*READING PASSAGE*
▬▬▬▬▬▬▬▬▬▬

Call me a fan boy, I really don't care. I'd much rather be happy with my purchases than complaining because I think somewhere, somehow, someplace, someone else might own something better. You know what? There will always be someone who owns something better. 

Finally, let's for once all be honest about something. There isn't a nickel's worth of difference between Nikon and Canon anyway.


----------



## Lawliet (Sep 1, 2014)

unfocused said:


> What's striking to me is why anyone would buy a product (and in another thread one of the most vocal complainers said he spent $25,000 on Canon gear) they don't like. And, if they bought something they didn't like, why would they choose to take their dissatisfaction to a forum, which is about the most ineffective way imaginable to complain. Just return the product, or sell it and chalk up any loss to experience.



That's called vendor lock in.
For a company it has the advantage of making the cost of changing prohibitive...until the wheel turns and you have to fight an uphill battle.


----------



## x-vision (Sep 1, 2014)

JohanCruyff said:


> Any thoughts?



Before 2007, Nikon didn't have FF cameras. 
Even their top of the line pro model, the D2X, had a DX format sensor (1.5x crop). 

So, at that time, Nikon apologists were claiming that the DX format was in fact better than FF.
One of their arguments, for example, was that FF suffers from soft corners and vignetting - and hence DX was better.

But while the apologists were arguing, pros were switching en masse to Canon. 
Nikon, of course, took notice and started offering FF cameras.

Today, we have Canon apologists arguing that you don't need more DR (and resolution) than what Canon is already offering. 
The situation is definitely not as bad as the DX vs FF scenario of the past but bears many similarities.

And while the Canon apologists are argueing that you don't need more DR and resolution, 
my bet is that Canon is hard at work addressing these - as it will cost them dearly if they are not.

Also bear in mind that the DR debate didn't actually start whith the D800.
When the 5DII was introduced, it was very well liked and received.
Very soon, however, users started complaining about shadow noise and banding.

Thus, the so called DR debate didn't have anything to do with Nikon initially. 
Instead, it was about the shadow noise and banding of the 5DII.
The D800 only added insult to injury with its high-resolution/high-DR sensor - at a time when Canon decided to reuse the same sensor, basically, in the 5DIII.

▬▬▬▬▬▬▬▬▬▬

*DATASET EXCERPTS*

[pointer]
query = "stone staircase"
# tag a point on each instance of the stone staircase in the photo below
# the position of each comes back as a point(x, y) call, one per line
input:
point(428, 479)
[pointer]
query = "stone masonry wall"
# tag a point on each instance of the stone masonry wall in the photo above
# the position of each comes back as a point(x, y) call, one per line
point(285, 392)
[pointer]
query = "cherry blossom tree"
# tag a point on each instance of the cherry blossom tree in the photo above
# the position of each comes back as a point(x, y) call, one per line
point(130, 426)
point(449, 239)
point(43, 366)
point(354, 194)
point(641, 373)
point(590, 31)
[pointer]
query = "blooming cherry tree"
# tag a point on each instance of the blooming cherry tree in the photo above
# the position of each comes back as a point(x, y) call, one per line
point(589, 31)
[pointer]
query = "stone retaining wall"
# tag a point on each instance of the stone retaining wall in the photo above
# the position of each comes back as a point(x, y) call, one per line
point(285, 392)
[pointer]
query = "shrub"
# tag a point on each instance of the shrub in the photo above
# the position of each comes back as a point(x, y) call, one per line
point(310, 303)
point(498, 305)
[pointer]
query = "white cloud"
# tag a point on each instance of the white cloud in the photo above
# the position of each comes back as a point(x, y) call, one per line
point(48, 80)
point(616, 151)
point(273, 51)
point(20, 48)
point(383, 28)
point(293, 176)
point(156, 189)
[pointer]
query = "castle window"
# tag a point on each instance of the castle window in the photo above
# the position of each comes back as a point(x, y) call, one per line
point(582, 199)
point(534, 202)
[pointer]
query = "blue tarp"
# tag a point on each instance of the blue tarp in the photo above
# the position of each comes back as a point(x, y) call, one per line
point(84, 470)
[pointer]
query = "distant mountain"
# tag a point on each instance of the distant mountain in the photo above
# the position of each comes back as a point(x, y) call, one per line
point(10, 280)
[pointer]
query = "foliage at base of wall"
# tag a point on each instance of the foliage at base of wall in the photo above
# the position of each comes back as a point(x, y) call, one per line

▬▬▬▬▬▬▬▬▬▬

*JOBS*
[a] Can you edit the forum thread from the words that begin "Also bear in" through "of the 5DII.", replacing "shadow noise" with "sensor noise" wherever it appears?
[b] Which lines of the records contain the string "stone"? Report each of those lines in full, treating case as significant.

*FULL SOLUTIONS*
[a]
Also bear in mind that the DR debate didn't actually start whith the D800.
When the 5DII was introduced, it was very well liked and received.
Very soon, however, users started complaining about sensor noise and banding.

Thus, the so called DR debate didn't have anything to do with Nikon initially. 
Instead, it was about the sensor noise and banding of the 5DII.

[b]
query = "stone staircase"
# tag a point on each instance of the stone staircase in the photo below
query = "stone masonry wall"
# tag a point on each instance of the stone masonry wall in the photo above
query = "stone retaining wall"
# tag a point on each instance of the stone retaining wall in the photo above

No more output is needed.